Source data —
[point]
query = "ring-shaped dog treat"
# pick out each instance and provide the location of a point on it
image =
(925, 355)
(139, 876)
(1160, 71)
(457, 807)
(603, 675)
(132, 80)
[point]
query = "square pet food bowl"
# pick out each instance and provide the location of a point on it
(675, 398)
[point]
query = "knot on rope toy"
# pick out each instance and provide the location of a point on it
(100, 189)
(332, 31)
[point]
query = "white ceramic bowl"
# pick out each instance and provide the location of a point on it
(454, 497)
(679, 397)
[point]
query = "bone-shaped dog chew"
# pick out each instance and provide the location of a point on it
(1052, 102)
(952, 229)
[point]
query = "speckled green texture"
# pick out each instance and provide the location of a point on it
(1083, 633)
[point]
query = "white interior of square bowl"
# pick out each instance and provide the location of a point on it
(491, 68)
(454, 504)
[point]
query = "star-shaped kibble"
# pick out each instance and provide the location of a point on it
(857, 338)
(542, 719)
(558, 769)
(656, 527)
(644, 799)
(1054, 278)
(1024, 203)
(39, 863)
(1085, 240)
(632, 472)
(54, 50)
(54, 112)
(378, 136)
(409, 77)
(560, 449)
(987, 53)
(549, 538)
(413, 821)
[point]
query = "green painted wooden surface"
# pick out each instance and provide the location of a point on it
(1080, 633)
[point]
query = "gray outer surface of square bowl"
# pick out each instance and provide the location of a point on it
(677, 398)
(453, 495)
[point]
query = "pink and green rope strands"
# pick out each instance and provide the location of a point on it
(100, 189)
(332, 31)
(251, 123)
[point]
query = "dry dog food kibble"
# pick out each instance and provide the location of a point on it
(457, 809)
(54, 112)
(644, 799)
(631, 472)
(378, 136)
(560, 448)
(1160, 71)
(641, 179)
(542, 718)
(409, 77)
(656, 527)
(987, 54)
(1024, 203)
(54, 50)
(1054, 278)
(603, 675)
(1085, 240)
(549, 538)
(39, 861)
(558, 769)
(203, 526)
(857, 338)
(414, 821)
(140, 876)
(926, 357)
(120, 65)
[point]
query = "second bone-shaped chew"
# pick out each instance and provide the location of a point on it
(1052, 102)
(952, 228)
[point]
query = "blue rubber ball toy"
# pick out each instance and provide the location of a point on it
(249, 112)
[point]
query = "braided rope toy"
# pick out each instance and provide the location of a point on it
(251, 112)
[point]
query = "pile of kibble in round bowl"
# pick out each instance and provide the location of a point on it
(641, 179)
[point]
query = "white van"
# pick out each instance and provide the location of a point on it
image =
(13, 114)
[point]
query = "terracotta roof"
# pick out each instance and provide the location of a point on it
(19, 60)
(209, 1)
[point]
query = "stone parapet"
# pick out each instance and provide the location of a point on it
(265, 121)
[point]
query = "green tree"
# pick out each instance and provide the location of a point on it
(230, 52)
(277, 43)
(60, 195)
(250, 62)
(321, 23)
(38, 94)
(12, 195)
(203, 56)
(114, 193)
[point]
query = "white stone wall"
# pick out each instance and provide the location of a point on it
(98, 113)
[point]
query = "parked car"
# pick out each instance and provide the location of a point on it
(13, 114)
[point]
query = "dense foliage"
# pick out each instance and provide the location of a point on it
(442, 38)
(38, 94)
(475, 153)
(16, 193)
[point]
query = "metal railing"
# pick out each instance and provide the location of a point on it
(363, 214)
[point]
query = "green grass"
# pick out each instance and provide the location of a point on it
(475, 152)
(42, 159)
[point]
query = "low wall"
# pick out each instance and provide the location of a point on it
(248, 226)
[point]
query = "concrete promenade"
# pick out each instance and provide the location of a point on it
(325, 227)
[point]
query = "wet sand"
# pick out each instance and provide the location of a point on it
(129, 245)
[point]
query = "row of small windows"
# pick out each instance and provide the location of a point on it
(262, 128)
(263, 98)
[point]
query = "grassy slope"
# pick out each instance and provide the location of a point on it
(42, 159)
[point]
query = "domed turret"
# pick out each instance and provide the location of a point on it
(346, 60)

What to do —
Write out every entry word for word.

Solution to the exercise —
[point]
query = "ring-shaped dog treat"
# pick out each instance and provide the location of a point on it
image =
(925, 355)
(139, 876)
(1160, 71)
(457, 807)
(603, 675)
(132, 80)
[point]
query = "square pet food bowl"
# pick out each instance and provide the location of a point on it
(675, 398)
[point]
query = "knot on rope toy"
# pick out each instance and provide the location of a point on it
(100, 189)
(332, 31)
[point]
query = "white ceramic bowl"
# pick out each instance and provide the location of a point on it
(454, 497)
(679, 397)
[point]
query = "bone-shaped dog chew"
# pick out each instance and provide the location of a point on it
(1052, 102)
(952, 229)
[point]
query = "speckled green texture"
# pick out each instance and provide the location of a point on it
(1083, 633)
[point]
query = "white interior of square bowl"
# pick out each instance and provide the location of a point on it
(491, 68)
(454, 504)
[point]
query = "star-shaped kibble"
# pick out each instance and provide the location of a point on it
(857, 338)
(542, 719)
(558, 769)
(656, 527)
(644, 799)
(1054, 278)
(1024, 203)
(39, 863)
(1085, 240)
(632, 472)
(54, 50)
(54, 112)
(378, 136)
(409, 77)
(560, 449)
(987, 53)
(549, 538)
(413, 821)
[point]
query = "green painted wooden surface"
# pick out each instance and provide the location of a point on it
(1080, 633)
[point]
query = "gray outer surface of square bowl"
# pick out each instance and provide the location of a point on it
(677, 398)
(453, 495)
[point]
query = "pink and green rope strands"
# pick out each instance and provide the location of a point on it
(100, 189)
(332, 31)
(251, 123)
[point]
query = "dry dog food kibble"
# pick out each instance and provide the location of a point on it
(457, 809)
(54, 112)
(644, 799)
(631, 472)
(378, 136)
(560, 448)
(1160, 71)
(641, 179)
(542, 718)
(409, 77)
(656, 527)
(987, 54)
(1024, 203)
(54, 50)
(1054, 278)
(603, 675)
(1085, 240)
(549, 538)
(39, 861)
(558, 769)
(203, 526)
(857, 338)
(414, 821)
(140, 876)
(926, 357)
(120, 65)
[point]
query = "second bone-shaped chew"
# pick out each instance and provide the location of a point on it
(1052, 102)
(952, 228)
[point]
query = "blue rubber ball toy"
# pick out each instance and provide the location of a point on it
(249, 112)
[point]
query = "braided rope toy"
# pick out each instance and provide the location of a point on it
(251, 112)
[point]
query = "pile of kibble in round bowl"
# pick out each instance and provide the location of a point on it
(641, 179)
[point]
query = "white van"
# pick out each instance and provide the location of a point on it
image =
(13, 114)
[point]
query = "terracotta roof"
# pick out each instance and provide the location of a point on it
(19, 60)
(209, 1)
[point]
query = "stone parapet"
# pick out each instance and provide the location of a point on it
(265, 121)
[point]
query = "green tree"
# pick out each instance and provide the location of a point on it
(230, 52)
(277, 43)
(60, 195)
(250, 62)
(321, 23)
(38, 94)
(12, 195)
(203, 56)
(114, 193)
[point]
query = "white stone wall"
# pick out each instance and provide the location of a point on it
(98, 113)
[point]
query = "parked car"
# pick out each instance and provide the location of a point on it
(13, 114)
[point]
query = "dense foliage"
# pick out each instance and provide the location of a point on it
(442, 38)
(38, 94)
(475, 153)
(16, 193)
[point]
query = "metal railing"
# pick out each instance and provide the location of a point on it
(363, 214)
[point]
query = "green grass"
# pick out each instance and provide the location of a point on it
(475, 152)
(42, 159)
[point]
query = "low wall"
# pick out each instance and provide the location of a point on it
(248, 226)
[point]
query = "concrete promenade"
# pick out each instance and provide the location of a point on it
(325, 227)
[point]
query = "wet sand"
# pick out each instance and provide the location of a point on it
(129, 245)
[point]
query = "row of small windows"
# pick out each instance and provide the location of a point on it
(262, 128)
(263, 98)
[point]
query = "grassy slope"
# pick out each instance and provide the location of a point on it
(42, 159)
[point]
query = "domed turret"
# pick out each instance and provide the location of a point on it
(346, 60)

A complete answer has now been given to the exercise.